▶ _TASK TO CARRY OUT_
Format the stretch of the records below, from the line containing "the neck, given" through the end of the records, as a Markdown table with the columns Row and Entry. Number each line in Row, put its text in Entry, and leave out any blank lines.
--- Start ---
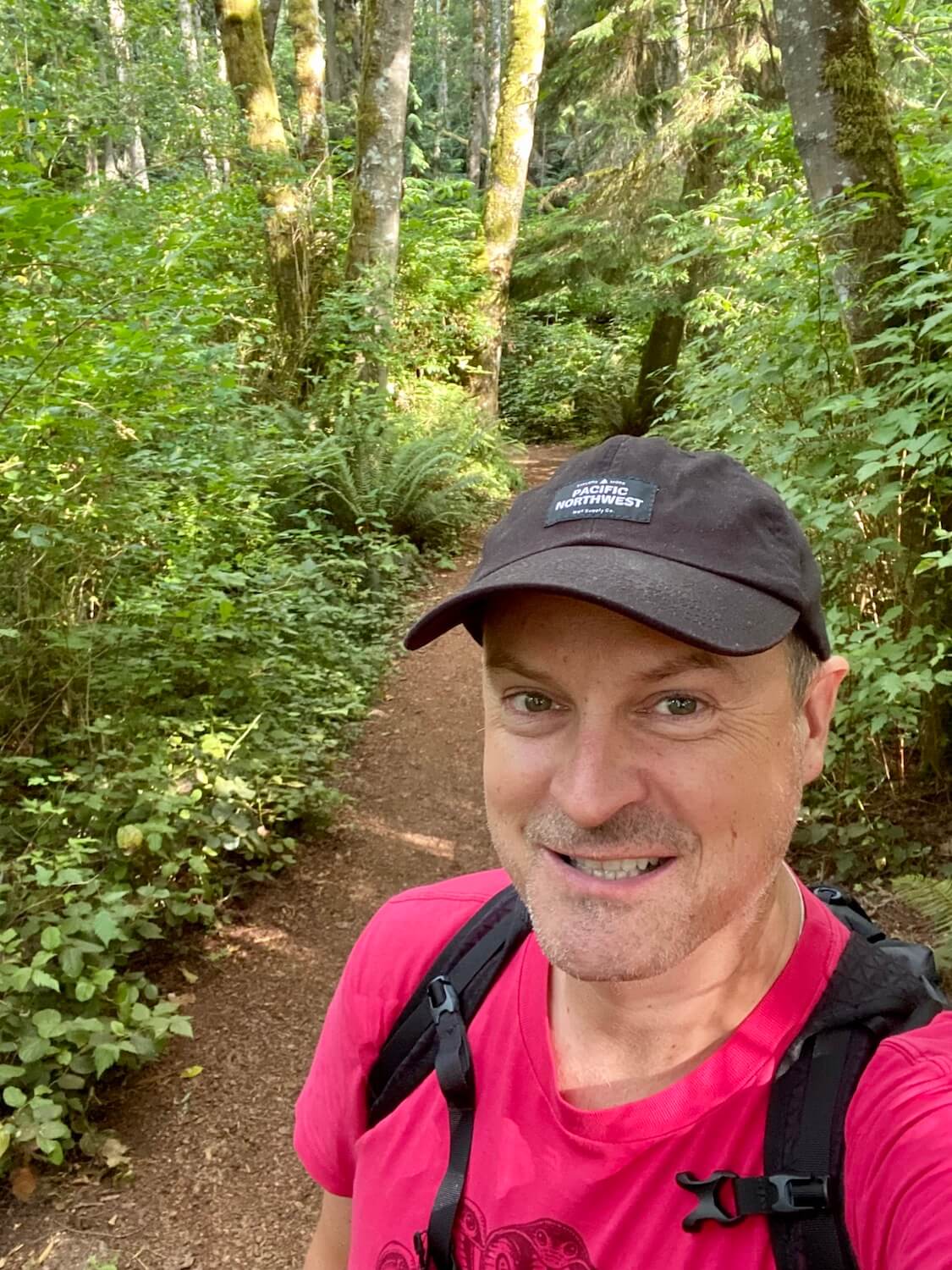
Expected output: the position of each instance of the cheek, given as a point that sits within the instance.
(515, 772)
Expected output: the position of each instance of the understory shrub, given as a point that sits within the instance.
(198, 588)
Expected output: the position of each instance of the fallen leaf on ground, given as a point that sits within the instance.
(23, 1183)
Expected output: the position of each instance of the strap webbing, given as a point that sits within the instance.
(471, 962)
(456, 1080)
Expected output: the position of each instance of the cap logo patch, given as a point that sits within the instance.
(621, 498)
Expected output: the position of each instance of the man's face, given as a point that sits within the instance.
(640, 792)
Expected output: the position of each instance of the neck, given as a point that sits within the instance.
(617, 1043)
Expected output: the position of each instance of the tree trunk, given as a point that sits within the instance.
(842, 131)
(494, 58)
(442, 83)
(286, 228)
(477, 94)
(250, 74)
(342, 22)
(659, 357)
(381, 126)
(508, 168)
(223, 66)
(304, 19)
(135, 164)
(193, 66)
(271, 12)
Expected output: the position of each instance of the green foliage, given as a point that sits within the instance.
(198, 584)
(766, 373)
(932, 898)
--- End ---
▶ _RESPONSE FOR THIS EXERCISE_
| Row | Entry |
|---|---|
| 1 | Expected output: the position of each instance of the neck, given as a point that sits within the instance. |
| 2 | (617, 1043) |
| 3 | Expected output: the position of each instance of the tree trunk, given as a point that sits within the instance. |
| 4 | (842, 131) |
| 5 | (494, 58) |
| 6 | (442, 83) |
| 7 | (286, 228) |
| 8 | (477, 94) |
| 9 | (250, 74) |
| 10 | (342, 22) |
| 11 | (659, 357) |
| 12 | (381, 126) |
| 13 | (508, 168) |
| 14 | (223, 66) |
| 15 | (304, 19) |
| 16 | (135, 164) |
| 17 | (193, 66) |
| 18 | (271, 12) |
| 19 | Expected output: the position of each instance of the green foliage, given as a point that sits within the instance. |
| 20 | (198, 584) |
| 21 | (766, 373) |
| 22 | (932, 898) |